### GIVEN INSTRUCTION A
Please rewrite the records below with "tree trunk" switched to "trunk" and nothing else altered, omitting the pictures.

====== TEXT SECTION

Table of Contents
Find information for NetDocuments OCR at NetDocuments OCR Admin Help.
NetDocuments OCR is an Optical Character Recognition (OCR) and image compression technology delivered as a secured cloud-to-cloud service without requiring any on-premises software installed.
NetDocuments OCR is a background process that continually monitors files imported either manually by users or mass imported into the customer’s NetDocuments repository.
NetDocuments OCR converts imaged-based documents and image files such as TIFF, BMP, PNG, and JPG, into text-searchable documents so the built-in NetDocuments full-text searching capability can make the documents accessible to all appropriate users. It also converts PDF documents where the content is like a photograph of the page e.g. scanned documents. The output of the file is a searchable PDF added as the official version to the original copy. It will maintain the original modify date.
1. What technology does NetDocuments OCR use?
Since August 1, 2021, NetDocuments has provided optical character recognition (“OCR”) services directly for newly added documents and no longer uses DocsCorp Pty Ltd. as a subprocessor for its ndOCR Services.
NOTE: As an existing customer, there is no change to your current billing cycle or license fees. Customers continue to enjoy fast, high-quality background OCR processing of content.
2. What needs to be installed for the customer to use NetDocuments OCR?
There is no hardware or software installation required. The NetDocuments OCR service functions within NetDocuments’ controlled servers and infrastructure and employs all technical, administrative, and security safeguards in place for the rest of our Service.
3. What are the OCR options available?
Two services that customers can subscribe to and enable; in most cases, customers need both:
- Backlog/Bulk Upload. Crawls through the entire repository and processes the appropriate documents, which applies to new or existing NetDocuments customers.

============
====== DATASET CONTENT

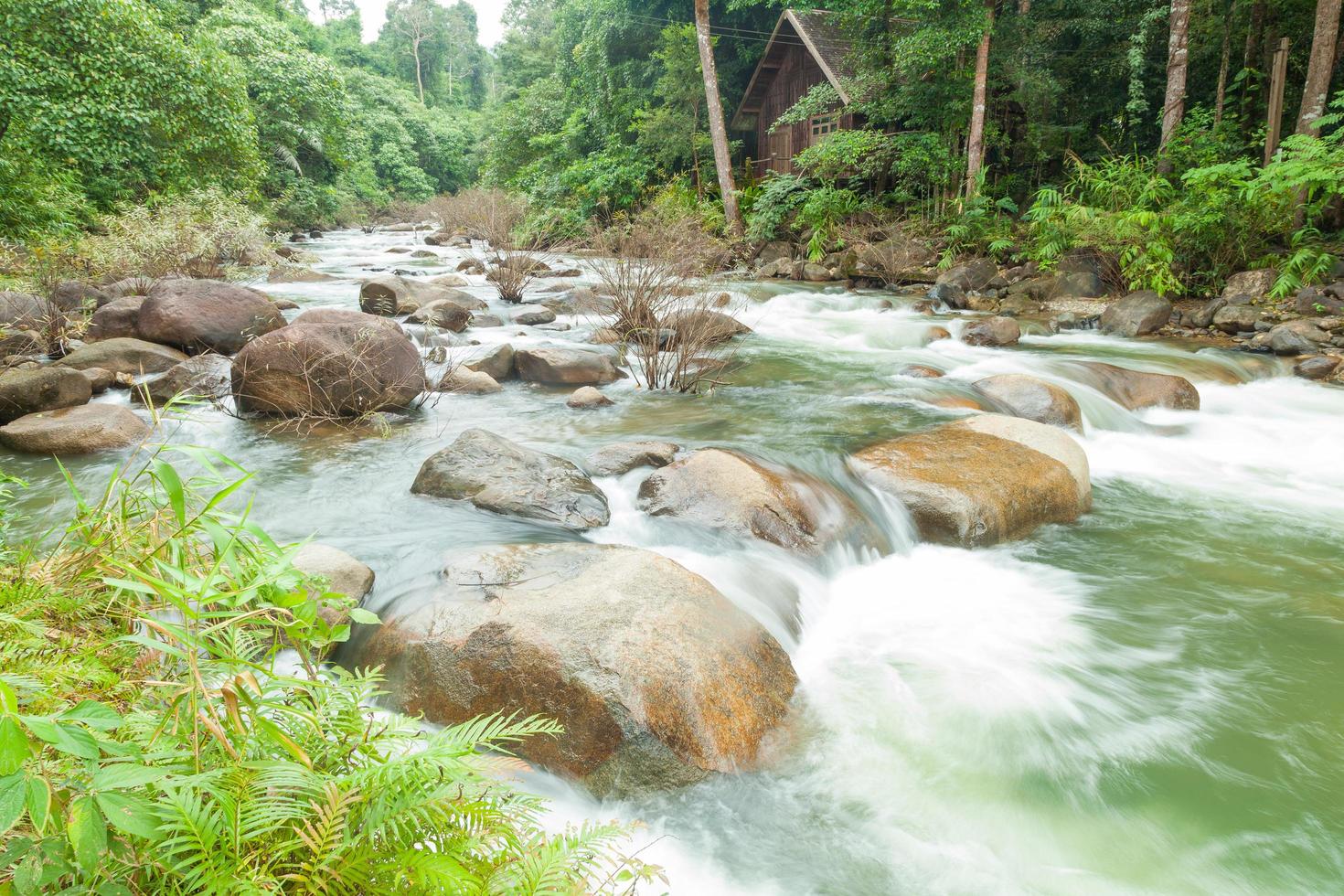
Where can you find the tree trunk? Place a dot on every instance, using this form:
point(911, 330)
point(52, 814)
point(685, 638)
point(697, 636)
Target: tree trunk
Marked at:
point(1178, 62)
point(714, 108)
point(1321, 65)
point(420, 83)
point(976, 140)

============

### GIVEN INSTRUCTION B
Reproduce word for word the part of the NetDocuments OCR text above that opens with "NOTE: As an" and closes with "processing of content.".

### TASK OUTPUT A
Where can you find the trunk? Place a dot on every instance, using this form:
point(911, 330)
point(52, 814)
point(685, 638)
point(697, 636)
Target: trunk
Marked at:
point(1178, 62)
point(714, 108)
point(1321, 65)
point(420, 83)
point(976, 140)

### TASK OUTPUT B
NOTE: As an existing customer, there is no change to your current billing cycle or license fees. Customers continue to enjoy fast, high-quality background OCR processing of content.